▶ [WHAT YOU WILL DO]:
Where the records appear below, transcribe them exactly, leaving none out.

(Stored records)

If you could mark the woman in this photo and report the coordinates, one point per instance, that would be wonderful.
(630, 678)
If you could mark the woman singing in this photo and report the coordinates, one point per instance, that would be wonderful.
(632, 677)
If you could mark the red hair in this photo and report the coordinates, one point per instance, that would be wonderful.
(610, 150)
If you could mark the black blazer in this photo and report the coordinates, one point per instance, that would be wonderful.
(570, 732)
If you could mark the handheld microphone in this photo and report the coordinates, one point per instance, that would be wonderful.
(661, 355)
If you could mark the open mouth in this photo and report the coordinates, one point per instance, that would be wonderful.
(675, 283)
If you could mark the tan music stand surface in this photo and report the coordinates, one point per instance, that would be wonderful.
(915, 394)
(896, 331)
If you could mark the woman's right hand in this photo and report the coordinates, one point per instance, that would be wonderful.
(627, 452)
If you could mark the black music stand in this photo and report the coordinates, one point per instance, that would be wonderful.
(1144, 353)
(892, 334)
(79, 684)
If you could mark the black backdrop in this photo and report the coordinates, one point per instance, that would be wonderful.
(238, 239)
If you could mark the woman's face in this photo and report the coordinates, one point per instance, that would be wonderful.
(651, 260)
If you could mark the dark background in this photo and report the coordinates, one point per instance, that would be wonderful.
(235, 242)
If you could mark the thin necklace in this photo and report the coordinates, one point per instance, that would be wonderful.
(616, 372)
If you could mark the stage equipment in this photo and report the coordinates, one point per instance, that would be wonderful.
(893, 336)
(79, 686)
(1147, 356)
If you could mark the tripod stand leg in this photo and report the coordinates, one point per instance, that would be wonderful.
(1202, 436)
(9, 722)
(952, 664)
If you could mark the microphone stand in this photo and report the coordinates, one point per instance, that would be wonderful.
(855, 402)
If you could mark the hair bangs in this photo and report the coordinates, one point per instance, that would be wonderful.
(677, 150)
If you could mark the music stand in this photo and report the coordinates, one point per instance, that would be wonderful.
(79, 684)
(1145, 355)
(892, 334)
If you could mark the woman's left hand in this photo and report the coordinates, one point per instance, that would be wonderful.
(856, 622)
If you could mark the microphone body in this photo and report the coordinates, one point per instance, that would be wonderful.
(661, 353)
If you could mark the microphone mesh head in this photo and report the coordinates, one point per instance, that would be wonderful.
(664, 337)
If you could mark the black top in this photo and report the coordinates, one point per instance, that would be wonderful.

▶ [RESPONSE AREA]:
If you could mark the woman in this photo and report the coordinates, one point per instance, that would be wonderful.
(630, 678)
If you could mark the woman singing in this photo and report the coordinates, one point per instance, that would be wonderful.
(632, 677)
If you could mark the red hair in this photo and report the coordinates, one point per instance, that would be wonderful.
(610, 150)
If you could mark the black blazer in this photo and report the coordinates, one point per instance, that would be wonderful.
(570, 732)
If you could mark the handheld microphone in this photo and report the coordinates, one point per instance, that would be wonderful.
(661, 355)
If you could mark the open mouth in this photo and report the coordinates, one point per instance, that would be wonderful.
(675, 283)
If you could mark the tan music stand surface in this photo and report the coordinates, one point per instance, that would be wonderful.
(915, 394)
(896, 331)
If you could mark the woman's right hand in this photo and report the coordinates, one point per instance, that would be wonderful.
(627, 452)
If you could mark the black music stand in this photo and report the coordinates, one point per instance, that would be wonderful.
(1144, 353)
(892, 334)
(79, 684)
If you could mark the black backdrop in this photo and report the coordinates, one point per instance, that would be wonderful.
(238, 239)
If you could mark the woman's face in this photo and report the coordinates, one point per instance, that would be wonderful.
(651, 260)
If you could mark the dark background in this photo and report the coordinates, one point per instance, that would be wonderful.
(235, 242)
If you could mark the thin necklace in this photo and report the coordinates, one point per instance, that would be wonderful.
(616, 372)
If you could mark the stage equipment in this photo and report the coordinates, one point per instance, that would be wonderful.
(893, 336)
(79, 686)
(1147, 356)
If you could mark the tripod stand leg in this photo and report the coordinates, one point per instance, that would be wonderful.
(1202, 436)
(9, 722)
(952, 664)
If you could mark the microphone stand in this photo and report the coordinates, one point per instance, that would be wonderful.
(855, 402)
If you could mark the hair bangs in this photo and report the coordinates, one point per instance, that would be wonderful.
(677, 150)
If you could mark the music stand in this photo and report the coordinates, one point per instance, that would be wonderful.
(79, 684)
(1145, 355)
(892, 334)
If you could mark the woman's left hand in this photo and report the coordinates, one point per instance, that would be wonderful.
(856, 622)
If you could mark the microphone body in this photo and report the coordinates, one point per instance, that would be wonderful.
(661, 353)
If you could mark the microphone mesh head in this photo and report the coordinates, one point per instance, that would be wonderful.
(664, 337)
If you could mark the black top in this photo and report the coordinates, one point per instance, that would be wonderful.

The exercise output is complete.